GIVEN INFORMATION:

....

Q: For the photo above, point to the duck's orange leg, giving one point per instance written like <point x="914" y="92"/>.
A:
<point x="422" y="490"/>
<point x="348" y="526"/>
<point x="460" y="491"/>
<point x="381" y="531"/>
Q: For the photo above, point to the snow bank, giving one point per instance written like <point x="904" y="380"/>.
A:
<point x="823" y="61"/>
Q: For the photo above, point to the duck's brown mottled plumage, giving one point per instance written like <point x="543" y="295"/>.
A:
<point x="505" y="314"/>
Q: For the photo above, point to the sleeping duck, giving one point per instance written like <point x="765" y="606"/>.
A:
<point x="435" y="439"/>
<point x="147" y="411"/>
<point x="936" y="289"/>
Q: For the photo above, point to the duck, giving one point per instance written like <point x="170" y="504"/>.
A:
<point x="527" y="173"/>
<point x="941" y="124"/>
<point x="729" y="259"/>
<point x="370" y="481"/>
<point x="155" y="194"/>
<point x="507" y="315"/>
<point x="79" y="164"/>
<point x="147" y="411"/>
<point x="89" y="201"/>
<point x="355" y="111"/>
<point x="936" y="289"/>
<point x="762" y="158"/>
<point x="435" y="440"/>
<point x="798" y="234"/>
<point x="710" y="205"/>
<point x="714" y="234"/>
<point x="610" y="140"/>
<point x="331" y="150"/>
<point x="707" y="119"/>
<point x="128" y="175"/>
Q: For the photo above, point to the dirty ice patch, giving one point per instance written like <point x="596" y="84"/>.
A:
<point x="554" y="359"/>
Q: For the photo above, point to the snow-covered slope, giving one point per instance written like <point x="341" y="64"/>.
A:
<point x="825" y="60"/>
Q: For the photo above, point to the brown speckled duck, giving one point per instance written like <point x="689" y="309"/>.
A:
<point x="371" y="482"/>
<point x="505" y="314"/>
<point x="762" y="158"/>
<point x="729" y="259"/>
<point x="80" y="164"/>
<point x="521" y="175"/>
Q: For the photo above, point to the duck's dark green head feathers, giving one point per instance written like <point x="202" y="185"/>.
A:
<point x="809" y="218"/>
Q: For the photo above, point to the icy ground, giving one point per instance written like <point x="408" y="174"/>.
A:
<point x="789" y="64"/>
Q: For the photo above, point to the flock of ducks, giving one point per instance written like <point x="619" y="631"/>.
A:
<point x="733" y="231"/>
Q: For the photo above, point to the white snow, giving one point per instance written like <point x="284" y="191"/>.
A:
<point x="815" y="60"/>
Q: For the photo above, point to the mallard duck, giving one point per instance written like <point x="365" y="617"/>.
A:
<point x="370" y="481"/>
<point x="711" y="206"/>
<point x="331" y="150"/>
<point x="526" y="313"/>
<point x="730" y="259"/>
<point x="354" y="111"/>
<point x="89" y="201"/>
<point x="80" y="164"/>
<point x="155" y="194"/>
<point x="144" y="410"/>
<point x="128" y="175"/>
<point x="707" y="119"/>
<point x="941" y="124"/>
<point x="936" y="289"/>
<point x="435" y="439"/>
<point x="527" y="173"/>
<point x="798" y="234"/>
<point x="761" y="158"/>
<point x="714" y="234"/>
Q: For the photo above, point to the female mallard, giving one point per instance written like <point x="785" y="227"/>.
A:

....

WHAT IS EXPECTED: Please output the listing above exactly, every line included.

TASK OUTPUT:
Q: For the photo above, point to the duck's orange leg, giving one point per instance written like <point x="914" y="92"/>.
A:
<point x="422" y="490"/>
<point x="348" y="526"/>
<point x="460" y="491"/>
<point x="381" y="531"/>
Q: For the photo above, point to the snow bank, giving one point per instance written like <point x="904" y="380"/>.
A:
<point x="823" y="61"/>
Q: For the photo above, point to the duck's brown mottled plumage, giving one point per instance written like <point x="543" y="295"/>.
A:
<point x="505" y="314"/>
Q: For the photo above, point to the sleeping duck, giving one point per instance written like <point x="765" y="606"/>.
A:
<point x="435" y="439"/>
<point x="147" y="411"/>
<point x="936" y="289"/>
Q: For the photo above, point to the duck, giving one point per instance written like <point x="170" y="504"/>.
A:
<point x="527" y="173"/>
<point x="941" y="124"/>
<point x="729" y="259"/>
<point x="370" y="481"/>
<point x="155" y="194"/>
<point x="507" y="315"/>
<point x="79" y="164"/>
<point x="147" y="411"/>
<point x="89" y="201"/>
<point x="355" y="111"/>
<point x="936" y="289"/>
<point x="762" y="158"/>
<point x="435" y="440"/>
<point x="798" y="234"/>
<point x="710" y="205"/>
<point x="714" y="234"/>
<point x="610" y="140"/>
<point x="331" y="150"/>
<point x="707" y="119"/>
<point x="128" y="175"/>
Q: For the photo above, point to the dirty ice patch, giving one point per instance written like <point x="596" y="84"/>.
A:
<point x="554" y="359"/>
Q: For the photo above, point to the snow-covered slope, giving one point per instance written like <point x="341" y="64"/>.
A:
<point x="825" y="60"/>
Q: For the photo above, point to the brown speckled duck, giving one point per instance written like <point x="689" y="309"/>.
A:
<point x="371" y="482"/>
<point x="505" y="314"/>
<point x="762" y="158"/>
<point x="729" y="259"/>
<point x="80" y="164"/>
<point x="521" y="175"/>
Q: For the photo above, point to the duck's dark green head feathers, giving one point per instance written like <point x="202" y="185"/>.
A:
<point x="809" y="218"/>
Q: For the photo above, point to the icy ground, giving one point per instance written like <point x="408" y="174"/>.
A:
<point x="789" y="64"/>
Q: For the photo above, point to the flock of ducks, giving one point per instance written like <point x="619" y="631"/>.
A:
<point x="733" y="231"/>
Q: For the photo above, point to the white snow, giving one point per instance written like <point x="284" y="191"/>.
A:
<point x="815" y="60"/>
Q: For the photo above, point to the mallard duck, giving one point per instance written like <point x="365" y="617"/>.
A:
<point x="370" y="481"/>
<point x="711" y="206"/>
<point x="331" y="150"/>
<point x="526" y="313"/>
<point x="730" y="259"/>
<point x="354" y="111"/>
<point x="89" y="201"/>
<point x="80" y="164"/>
<point x="155" y="194"/>
<point x="144" y="410"/>
<point x="128" y="175"/>
<point x="707" y="119"/>
<point x="941" y="124"/>
<point x="936" y="289"/>
<point x="435" y="439"/>
<point x="527" y="173"/>
<point x="798" y="234"/>
<point x="761" y="158"/>
<point x="714" y="234"/>
Q: For the photo above, point to the female mallard, giving one point per instance written like <point x="785" y="227"/>.
A:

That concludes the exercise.